■ WORK ITEM:
Pictures do not belong in the copy; restate the records below word for word.

── SOURCE MATERIAL

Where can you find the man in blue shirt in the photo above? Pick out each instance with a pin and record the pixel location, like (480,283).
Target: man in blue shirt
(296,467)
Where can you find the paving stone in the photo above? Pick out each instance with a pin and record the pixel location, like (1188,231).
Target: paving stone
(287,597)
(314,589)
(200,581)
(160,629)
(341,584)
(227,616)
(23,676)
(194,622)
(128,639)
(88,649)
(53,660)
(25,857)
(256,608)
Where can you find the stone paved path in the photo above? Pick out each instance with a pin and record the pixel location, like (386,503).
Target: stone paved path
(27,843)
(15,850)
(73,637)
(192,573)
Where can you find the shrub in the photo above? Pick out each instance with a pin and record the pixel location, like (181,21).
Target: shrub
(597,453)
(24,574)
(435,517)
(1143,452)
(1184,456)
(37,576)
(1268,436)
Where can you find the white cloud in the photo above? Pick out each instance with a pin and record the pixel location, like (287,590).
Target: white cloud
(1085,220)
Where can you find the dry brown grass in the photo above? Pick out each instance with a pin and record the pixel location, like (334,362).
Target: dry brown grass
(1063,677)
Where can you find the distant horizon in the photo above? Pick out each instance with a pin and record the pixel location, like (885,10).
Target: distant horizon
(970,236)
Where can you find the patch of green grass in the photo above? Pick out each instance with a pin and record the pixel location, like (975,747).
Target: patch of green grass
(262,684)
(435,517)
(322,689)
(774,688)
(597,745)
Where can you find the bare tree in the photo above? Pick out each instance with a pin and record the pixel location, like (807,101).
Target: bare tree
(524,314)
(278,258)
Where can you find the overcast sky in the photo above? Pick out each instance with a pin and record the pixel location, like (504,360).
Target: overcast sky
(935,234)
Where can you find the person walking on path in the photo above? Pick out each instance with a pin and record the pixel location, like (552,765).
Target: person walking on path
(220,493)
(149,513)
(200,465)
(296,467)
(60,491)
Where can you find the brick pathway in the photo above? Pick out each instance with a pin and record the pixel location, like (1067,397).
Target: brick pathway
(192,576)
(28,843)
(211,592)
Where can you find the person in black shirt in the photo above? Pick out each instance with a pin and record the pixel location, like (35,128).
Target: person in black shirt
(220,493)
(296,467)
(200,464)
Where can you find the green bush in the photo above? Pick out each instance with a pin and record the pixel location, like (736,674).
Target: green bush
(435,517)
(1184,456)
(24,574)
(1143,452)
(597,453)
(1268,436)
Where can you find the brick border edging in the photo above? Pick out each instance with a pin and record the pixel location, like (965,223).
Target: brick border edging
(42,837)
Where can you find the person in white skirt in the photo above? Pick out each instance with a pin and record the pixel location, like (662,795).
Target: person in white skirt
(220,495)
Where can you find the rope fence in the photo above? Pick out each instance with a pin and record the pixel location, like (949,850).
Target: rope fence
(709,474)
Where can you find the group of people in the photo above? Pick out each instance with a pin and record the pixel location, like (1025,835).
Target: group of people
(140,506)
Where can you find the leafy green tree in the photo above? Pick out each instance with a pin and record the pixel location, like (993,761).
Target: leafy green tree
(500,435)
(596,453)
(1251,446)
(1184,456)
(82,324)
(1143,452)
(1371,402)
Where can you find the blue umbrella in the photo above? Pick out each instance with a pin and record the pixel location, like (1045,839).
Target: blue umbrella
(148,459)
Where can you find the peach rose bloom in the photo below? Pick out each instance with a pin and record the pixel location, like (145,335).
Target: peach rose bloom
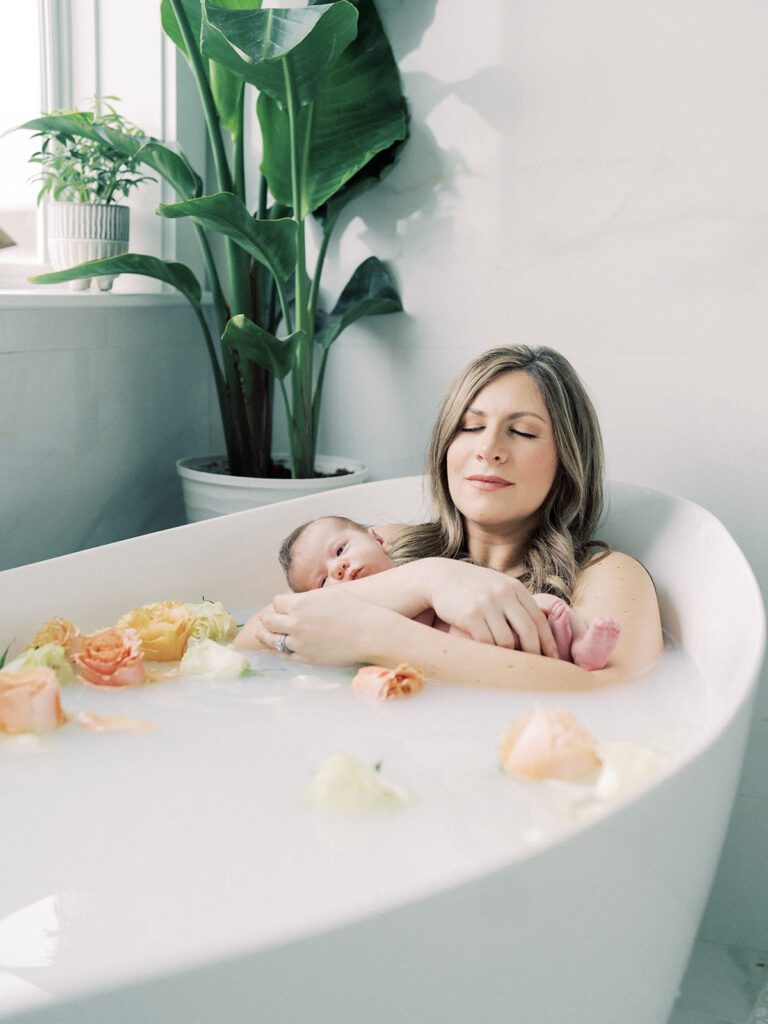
(30,701)
(164,628)
(60,632)
(112,657)
(388,683)
(549,743)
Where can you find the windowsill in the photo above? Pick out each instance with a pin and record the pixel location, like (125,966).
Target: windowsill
(51,296)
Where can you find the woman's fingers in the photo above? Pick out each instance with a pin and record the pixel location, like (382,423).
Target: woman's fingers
(544,641)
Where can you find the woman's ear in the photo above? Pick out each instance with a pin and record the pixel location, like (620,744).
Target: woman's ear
(377,537)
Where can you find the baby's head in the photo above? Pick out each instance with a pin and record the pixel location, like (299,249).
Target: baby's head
(331,550)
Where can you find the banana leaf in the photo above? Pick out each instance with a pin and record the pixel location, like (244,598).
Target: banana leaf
(177,274)
(226,87)
(271,353)
(278,49)
(369,291)
(359,113)
(270,242)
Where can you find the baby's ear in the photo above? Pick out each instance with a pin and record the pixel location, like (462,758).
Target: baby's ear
(377,537)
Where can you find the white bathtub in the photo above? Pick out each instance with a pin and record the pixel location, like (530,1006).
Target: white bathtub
(593,926)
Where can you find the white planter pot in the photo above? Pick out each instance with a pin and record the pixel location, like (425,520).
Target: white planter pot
(209,494)
(81,231)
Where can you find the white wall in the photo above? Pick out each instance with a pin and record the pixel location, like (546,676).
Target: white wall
(98,397)
(592,176)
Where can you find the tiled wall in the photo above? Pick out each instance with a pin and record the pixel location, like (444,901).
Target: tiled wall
(98,396)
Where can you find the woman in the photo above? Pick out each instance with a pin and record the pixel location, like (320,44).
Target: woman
(515,466)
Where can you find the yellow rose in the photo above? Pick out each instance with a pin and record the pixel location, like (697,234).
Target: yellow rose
(164,628)
(60,632)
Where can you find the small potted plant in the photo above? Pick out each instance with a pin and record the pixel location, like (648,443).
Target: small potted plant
(332,120)
(83,175)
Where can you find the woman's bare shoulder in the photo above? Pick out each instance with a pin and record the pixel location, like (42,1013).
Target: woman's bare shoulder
(615,585)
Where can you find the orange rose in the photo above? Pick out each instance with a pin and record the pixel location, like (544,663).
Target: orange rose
(30,701)
(112,657)
(388,683)
(60,632)
(549,743)
(163,627)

────

■ RESPONSE BELOW:
Where can you find the man in blue shirt in the photo above? Pick out each instance with a pin and record the pixel location, like (480,283).
Target: man in blue shirt
(296,467)
Where can you find the paving stone in the photo above? Pick out each instance with a pin and record the pixel location, like (1188,231).
Target: paving stone
(287,597)
(314,589)
(200,581)
(160,629)
(341,584)
(227,616)
(23,676)
(194,622)
(128,639)
(88,649)
(53,660)
(25,857)
(256,608)
Where can you find the stone paved path in the photo above? Pick out each instance with a pin and record the pixel location, like (386,503).
Target: stone paved path
(27,843)
(15,850)
(73,637)
(192,573)
Where can you find the shrub in the photo above? Pick out each instance with a pin and record the pixel location, like (181,21).
Target: shrub
(597,453)
(24,574)
(435,517)
(1143,452)
(1184,456)
(37,576)
(1268,436)
Where can you find the white cloud in the photo above? Pick out each instance with a pin and record the pixel location, like (287,590).
Target: white cloud
(1085,220)
Where can you find the dry brown grass in the photo above? Pick out each instance with a pin and record the pixel location, like (334,362).
Target: dry brown grass
(1063,677)
Where can you find the distant horizon in the photo above? Pick out each instance with a pin and record the pixel location, like (885,10).
Target: distant horizon
(970,236)
Where can you find the patch of green grass in the photo above? Pick out each instance with a pin and record the pixel location, like (975,747).
Target: patch of green grass
(262,684)
(435,517)
(322,689)
(774,688)
(597,745)
Where can you find the bare tree in the photo above? Pick out each instance with a pin and record the pixel location, like (807,101).
Target: bare tree
(524,314)
(278,258)
Where can you find the overcast sky in the photo above? Pick out each instance with a pin and record the pixel location, like (504,360).
Target: overcast sky
(935,234)
Where can you find the person walking on path in the photo above? Pick out each instance with a pin and record the pixel location, like (552,765).
Target: person walking on path
(220,493)
(149,513)
(200,465)
(296,467)
(60,491)
Where can you find the brick pathway in the photo above? Pick out each instance with a pin and record the pixel location, like (1067,397).
Target: brick pathway
(192,576)
(28,843)
(211,592)
Where can you find the person in black shirt in the photo above? Pick out each instance with a pin and record the pixel location, like (35,128).
Target: person in black shirt
(220,493)
(296,467)
(200,464)
Where can you find the green bush in the photo above? Pick out each instance with a pin and record the pixel location, like (736,674).
Target: green bush
(435,517)
(1184,456)
(24,574)
(1143,452)
(597,453)
(1268,436)
Where can you find the brick border edging in the photo above? Pick out each instance with a pin and record the pixel location, like (965,223).
Target: brick border edging
(42,837)
Where can you find the person in white skirt in the photo above? Pick out each instance with a pin and record the pixel location, like (662,795).
Target: person in white skirt
(220,495)
Where can you find the rope fence in the photo above? Pick out each instance with a pin and record the pixel location, like (949,850).
Target: rope fence
(709,474)
Where can you find the group of people in the photo above? Pick out each instance with a pin and record the pixel location, like (1025,835).
Target: group of people
(140,506)
Where can you find the leafy green tree in the photo above? Pick out each instance with a pin and record the pixel location, like (993,761).
Target: leafy green tree
(500,435)
(596,453)
(1251,446)
(1184,456)
(82,324)
(1143,452)
(1371,402)
Where can you find the blue umbrella in the photo above? Pick out each instance with a pin and record the pixel location, like (1045,839).
Target: blue umbrella
(148,459)
Where can you find the peach rose bloom in the photo below? Pick out each instance with a pin and record the pixel location, like (145,335).
Target: peach rose bloom
(30,701)
(164,628)
(60,632)
(112,657)
(388,683)
(549,743)
Where can you find the windowsill in the photo above? Pick out each instance with a pin and record the pixel location, like (125,966).
Target: windowsill
(51,296)
Where can you find the woman's fingers in the photo above? Pick out each instance with a pin and record the pixel location, like (382,423).
Target: woman's fingers
(544,641)
Where can you find the woman's ear in the photo above? Pick out each instance with a pin and record the pixel location, like (620,744).
Target: woman's ear
(377,537)
Where can you find the baby's head in the photo above? Pick out each instance with a pin and record the pixel location, like (299,249).
Target: baby's head
(331,550)
Where can you find the banana leaf in the photo above? Pick out each instance with a pin and record the pixel location, like (244,598).
Target: banana leaf
(177,274)
(226,87)
(271,353)
(278,49)
(369,291)
(359,113)
(270,242)
Where can you find the baby's ear in the photo above? Pick out each instance with a pin and record the pixel location, like (462,758).
Target: baby's ear
(377,537)
Where can you find the white bathtub in the photo above? Pick out each instance with a pin and record the pixel location, like (530,1006).
Target: white bathtub
(593,926)
Where can you find the white planter pot in the photo above? Pick out each instance with a pin and record the pixel location, like (425,520).
Target: white planter pot
(209,494)
(81,231)
Where can you find the white wall in the photo above? Pick out each instance with a pin and record the pixel location, like (546,676).
Target: white wall
(98,397)
(592,176)
Where can you find the tiled wall in the photo above? Pick out each instance with a pin and record the pixel location, like (444,901).
Target: tiled wall
(98,396)
Where can you find the woman in the photo above? Pick out each instance with a pin and record the pixel location, like (320,44).
Target: woman
(515,466)
Where can you find the yellow rose in the photo above? Pick out each instance with a pin and record the pixel location, like (697,234).
Target: yellow rose
(164,628)
(60,632)
Where can you find the small potted plant in the photo above? Pick out each instance with a pin and record the pixel location, like (648,443).
Target: small potted plant
(332,120)
(83,175)
Where can you find the woman's bare shoulder in the photo above? Pick out each instance with a pin and record the pixel location, like (42,1013).
Target: woman's bare shoulder
(615,585)
Where can you find the orange rose in the photo above? Pick out each instance with a pin and record the pixel location, like (544,663).
Target: orange rose
(30,701)
(112,657)
(388,683)
(60,632)
(549,743)
(163,627)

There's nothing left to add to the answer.